═════ EXTRAIT DU DOCUMENT ═════

Louis-Gabriel Nouchi : le créateur pour hommes diplômé de La Cambre à connaître
Il mène une marque indépendante, comme la plupart des jeunes griffes actuelles, avec une philosophie durable, des saisons raisonnables, et un contrôle vertical de la production pour maîtriser toute la chaîne. Outre Raf Simons chez qui il a travaillé comme styliste, parmi les créateurs belges qui ont formé son goût, il cite "Dries Van Noten qui est encore très présent en tant que référence dans mes recherches à travers les couleurs et les motifs, et Martin Margiela, qui est venu plus tard, quand j’ai appris à appréhender les pièces, les gestes, l’intention. Le comprendre a débloqué une autre dimension de mon geste à moi. C’est très belge : arriver à une simplicité dans l’usage, le dessin et le dessein d’un vêtement. C’est pour ça que j’ai fait La Cambre. Pour m’inscrire dans un processus singulier, unique. Partir d’un postulat intellectuel, comme un livre, pour arriver à un objet qui se confond avec le corps, comme une transition charnelle. En Belgique, on apprend une méthode de travail. À suivre son identité créative, et la pousser jusqu’au bout. C’est de plus en plus rare et précieux, et c’est important de rester intègre, tout en étant conscient qu’on fait des vestes et des pantalons. La finalité, c’est de pouvoir les porter."

═════ DONNÉES ═════

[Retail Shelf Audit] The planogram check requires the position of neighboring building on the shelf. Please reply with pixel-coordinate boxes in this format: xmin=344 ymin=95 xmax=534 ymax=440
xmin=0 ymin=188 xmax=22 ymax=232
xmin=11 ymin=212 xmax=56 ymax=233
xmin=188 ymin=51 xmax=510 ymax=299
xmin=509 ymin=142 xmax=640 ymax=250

═════

▶ TÂCHE À RÉALISER: Poursuivez l'article consacré au créateur Louis-Gabriel Nouchi à partir de sa dernière phrase.

▶ RÉSULTAT CI-DESSOUS:
L’être et le client
Les livres ont toujours constitué la première étape de ses réflexions. Sa campagne printemps/été 2021 présente des mannequins en pleine lecture de classiques philosophiques, et dans sa boutique parisienne, la cabine d’essayage est agencée comme une bibliothèque de livres rangés à l’envers. "C’est énigmatique, et cela évoque le toucher dont nous sommes actuellement privés, mais qui reste la signature de cet espace. Raf me disait souvent : Si les gens tendent la main pour toucher une pièce sur un cintre, tu as déjà fait 70 % du travail." S’ils se l’échangent, aussi. Louis-Gabriel Nouchi est créateur pour homme, mais il séduit aussi les femmes, parfois dans des tailles différentes, ou au porté plus ample. Sa main reste très masculine, avec de l’ambivalence dans les pièces. Sur une femme, le mouvement s’adapte de lui-même par la fluidité des lignes. Ces passerelles sont en réalité le fruit de la demande des acheteurs, qui sélectionnaient chez lui des pièces pour les destiner à une clientèle féminine.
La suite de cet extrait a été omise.